_WORK INSTRUCTIONS_
Rewrite every line of the listing below as a numbered list, skipping blank lines and omitting the pictures.

_Rows from a pointing dataset_
[start]

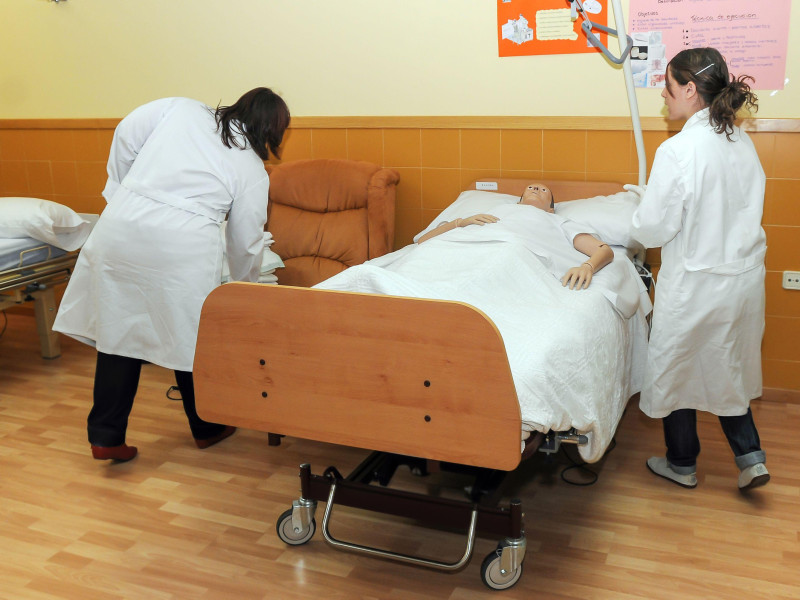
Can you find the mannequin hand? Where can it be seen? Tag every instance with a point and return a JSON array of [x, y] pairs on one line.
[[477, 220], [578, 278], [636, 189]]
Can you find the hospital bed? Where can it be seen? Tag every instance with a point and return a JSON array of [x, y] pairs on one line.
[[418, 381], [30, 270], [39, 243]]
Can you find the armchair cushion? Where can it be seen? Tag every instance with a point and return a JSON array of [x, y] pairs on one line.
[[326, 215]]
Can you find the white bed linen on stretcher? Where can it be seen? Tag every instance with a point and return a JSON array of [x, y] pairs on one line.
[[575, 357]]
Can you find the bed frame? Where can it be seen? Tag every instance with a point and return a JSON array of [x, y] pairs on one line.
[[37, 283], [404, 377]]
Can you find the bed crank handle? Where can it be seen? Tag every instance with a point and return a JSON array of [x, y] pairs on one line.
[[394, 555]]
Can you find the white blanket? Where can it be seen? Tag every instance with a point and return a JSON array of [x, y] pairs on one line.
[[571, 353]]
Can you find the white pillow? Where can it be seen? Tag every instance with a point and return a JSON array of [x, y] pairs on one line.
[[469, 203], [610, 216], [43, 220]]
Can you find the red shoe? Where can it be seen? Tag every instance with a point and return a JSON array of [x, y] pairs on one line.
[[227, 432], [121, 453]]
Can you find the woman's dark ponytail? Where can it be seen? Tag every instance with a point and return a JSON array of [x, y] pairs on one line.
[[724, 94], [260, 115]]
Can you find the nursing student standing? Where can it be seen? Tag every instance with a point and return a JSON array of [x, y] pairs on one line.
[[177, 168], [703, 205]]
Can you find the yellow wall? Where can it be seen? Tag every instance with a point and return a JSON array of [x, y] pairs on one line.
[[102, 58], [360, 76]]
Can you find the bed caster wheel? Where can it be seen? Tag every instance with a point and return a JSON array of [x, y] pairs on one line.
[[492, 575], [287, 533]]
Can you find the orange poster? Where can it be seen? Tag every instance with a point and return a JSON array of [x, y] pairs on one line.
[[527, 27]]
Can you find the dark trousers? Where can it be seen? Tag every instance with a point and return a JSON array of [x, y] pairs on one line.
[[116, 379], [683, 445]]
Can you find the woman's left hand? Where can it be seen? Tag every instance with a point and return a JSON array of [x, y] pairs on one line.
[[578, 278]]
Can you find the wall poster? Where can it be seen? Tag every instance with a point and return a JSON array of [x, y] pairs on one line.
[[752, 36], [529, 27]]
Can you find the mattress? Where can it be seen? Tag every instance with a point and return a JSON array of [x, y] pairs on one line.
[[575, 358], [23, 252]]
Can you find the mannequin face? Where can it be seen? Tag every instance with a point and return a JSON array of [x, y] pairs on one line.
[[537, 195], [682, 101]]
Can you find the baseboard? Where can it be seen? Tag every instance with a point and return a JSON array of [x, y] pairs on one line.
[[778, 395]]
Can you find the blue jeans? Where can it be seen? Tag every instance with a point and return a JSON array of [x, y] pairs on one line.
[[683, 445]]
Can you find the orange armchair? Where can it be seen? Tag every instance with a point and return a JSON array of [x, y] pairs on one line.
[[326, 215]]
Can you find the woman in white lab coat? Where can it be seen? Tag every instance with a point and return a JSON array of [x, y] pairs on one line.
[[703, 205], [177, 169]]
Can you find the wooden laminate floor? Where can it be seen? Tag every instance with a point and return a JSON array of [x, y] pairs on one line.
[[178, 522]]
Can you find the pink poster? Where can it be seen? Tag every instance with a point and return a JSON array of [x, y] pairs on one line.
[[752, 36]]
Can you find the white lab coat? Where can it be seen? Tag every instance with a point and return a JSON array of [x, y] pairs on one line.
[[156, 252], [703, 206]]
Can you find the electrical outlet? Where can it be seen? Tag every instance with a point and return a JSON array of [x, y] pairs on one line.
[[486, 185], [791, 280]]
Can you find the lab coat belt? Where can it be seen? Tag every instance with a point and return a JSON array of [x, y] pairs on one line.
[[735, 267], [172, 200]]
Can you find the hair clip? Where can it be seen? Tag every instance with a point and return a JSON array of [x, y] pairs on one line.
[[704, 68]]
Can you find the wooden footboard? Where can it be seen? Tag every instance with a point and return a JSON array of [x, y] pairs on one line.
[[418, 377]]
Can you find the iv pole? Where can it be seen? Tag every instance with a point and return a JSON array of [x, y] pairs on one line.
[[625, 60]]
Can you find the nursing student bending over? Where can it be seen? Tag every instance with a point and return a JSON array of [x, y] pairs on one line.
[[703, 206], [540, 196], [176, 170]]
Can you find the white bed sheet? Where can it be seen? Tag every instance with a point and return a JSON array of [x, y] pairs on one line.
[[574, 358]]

[end]

_SOLUTION BELOW_
1. Can you find the mannequin hand? Where can it be seen? Tag every instance with a point and return a JSON array of [x, y] pairs on one line.
2. [[477, 220], [578, 278], [636, 189]]
3. Can you find the hospital bed? Where can it be seen? Tag every instance with a point and return a JSON array of [x, y] pairs on one line.
4. [[418, 381], [30, 270], [39, 243]]
5. Can you find the armchair cushion? Where can it be seen? Tag every instance with a point and return a JSON array of [x, y] pairs on one line.
6. [[326, 215]]
7. Can you find the white bed linen on stretcher? Where can it be seen? Tag every instance with a point and return a JSON array of [x, y] pairs on one line.
8. [[575, 357]]
9. Can you find the bed frame? Where can it be seen? Tag every instance with a point and return a JSON array of [x, y] pairs on one line.
10. [[37, 283], [404, 377]]
11. Can you find the bed crank handle? Where can it be seen? Tag every instance with a point and return a JSON array of [x, y] pairs on one line.
12. [[394, 555]]
13. Can you find the white blanket? Where can it be seen? Tag every instance with a point and return a JSON array of [x, y] pairs on one line.
14. [[571, 353]]
15. Can you find the white pillow? Where can it be seen? Tag every instance with a point and return a JSON array of [x, y] pairs on one line.
16. [[469, 203], [610, 216], [43, 220]]
17. Can you find the red shoe? Where can it be seen? Tag every instance with a point and return a JSON array of [x, y] pairs on one line.
18. [[227, 432], [121, 453]]
19. Can you find the woman's dark ponytail? Where can it be seen? Tag every instance with a point and return a JSON array of [x, y] pairs on one line.
20. [[724, 94], [260, 115]]
21. Can you find the nursing student standing? Where can it be seen? Tag every instance with a point and return a JSON array of [x, y] pairs on one line.
22. [[177, 168], [703, 205]]
23. Can you find the yellow wall? Where can it be seen? Tag every instance with a point and return a JSON array of [x, y] pairs on one line.
24. [[102, 58], [360, 76]]
25. Can you find the bed caster wheel? Where can it be seen? Tag every instance with a point and return a JSON array of [x, y] pairs on one line.
26. [[492, 575], [287, 533]]
27. Can you find the orange poster? Where can it be seen? Tag every instance with a point and return a JSON array of [x, y] pairs on one line.
28. [[527, 27]]
29. Can you find the dark trousers? Where can it be seen? Tag every instance with a point and return a JSON array of [x, y] pairs on one line.
30. [[116, 379], [683, 445]]
31. Can you find the woman's left hand? Where can it be seen? Tag every instance with a point and return a JSON array of [x, y] pairs on one line.
32. [[578, 278]]
33. Can you find the wall poster? Where can it be seen? Tag every instance with a point and return a JSON array of [x, y] pairs on one line.
34. [[752, 36], [529, 27]]
35. Can you find the mattress? Where can it be seen? Tag every instance with a point and return a JSON array of [x, y] pairs on one line.
36. [[575, 358], [23, 252]]
37. Can you find the mannequin face? Where can it be seen? Tag every instance with a point and return a JSON array of [x, y] pairs on one line.
38. [[537, 195], [682, 101]]
39. Can you find the baseboard? Where can it be seen? Tag every instance with a point and return a JSON array of [x, y] pairs on one line.
40. [[778, 395]]
41. Can you find the blue jeans? Where can it be seen? Tag every instance with a point and return a JSON array of [x, y] pairs on one line.
42. [[683, 445]]
43. Can you find the orange armchair? Where can it be seen? Tag every instance with a point and return a JSON array of [x, y] pairs on one line.
44. [[326, 215]]
45. Can you find the woman in white lab coat? Where can it be seen? Tag every instance with a point and return a JSON array of [x, y] pairs on one line.
46. [[703, 205], [177, 169]]
47. Can you find the wooden laminate floor? Where can it be seen? Tag every instance with a point and return a JSON array of [x, y] pairs on one line.
48. [[178, 522]]
49. Can you find the pink poster? Where can it be seen? Tag every instance with a point and return a JSON array of [x, y] pairs on one line.
50. [[752, 36]]
51. Can you find the white lab coat? Where can it be seen? Tag every instance with a point and return a JSON array of [x, y] pairs on one line.
52. [[156, 252], [703, 206]]
53. Can you find the electrical outlet? Where can it be seen? Tag every instance with a point and return a JSON array of [x, y] pairs on one line.
54. [[486, 185], [791, 280]]
55. Can you find the lab coat belt? Where can it be seen? Tag every instance with a point and return a JSON array of [x, y] pairs on one line.
56. [[735, 267], [172, 200]]
57. Can you find the hair clip? Where can it be seen? Tag every instance with a point and return a JSON array of [x, y] pairs on one line.
58. [[704, 68]]
59. Can you find the wooden footboard? Where can it be seen? Tag every instance with a point and return a JSON array of [x, y] pairs on one line.
60. [[418, 377]]
61. Can you find the iv pole? Where can it be seen? Tag every instance with a point and return a JSON array of [x, y] pairs on one line.
62. [[625, 60]]
63. Can you find the nursing student bending over? Where can it be seen? Tag every instance with a point and return a JSON array of [x, y] pairs on one line.
64. [[703, 206], [540, 196], [176, 170]]
65. Can you find the white bed sheet? Where can it be seen? Tag every instance with a point and return a JSON array of [x, y] pairs on one line.
66. [[574, 358]]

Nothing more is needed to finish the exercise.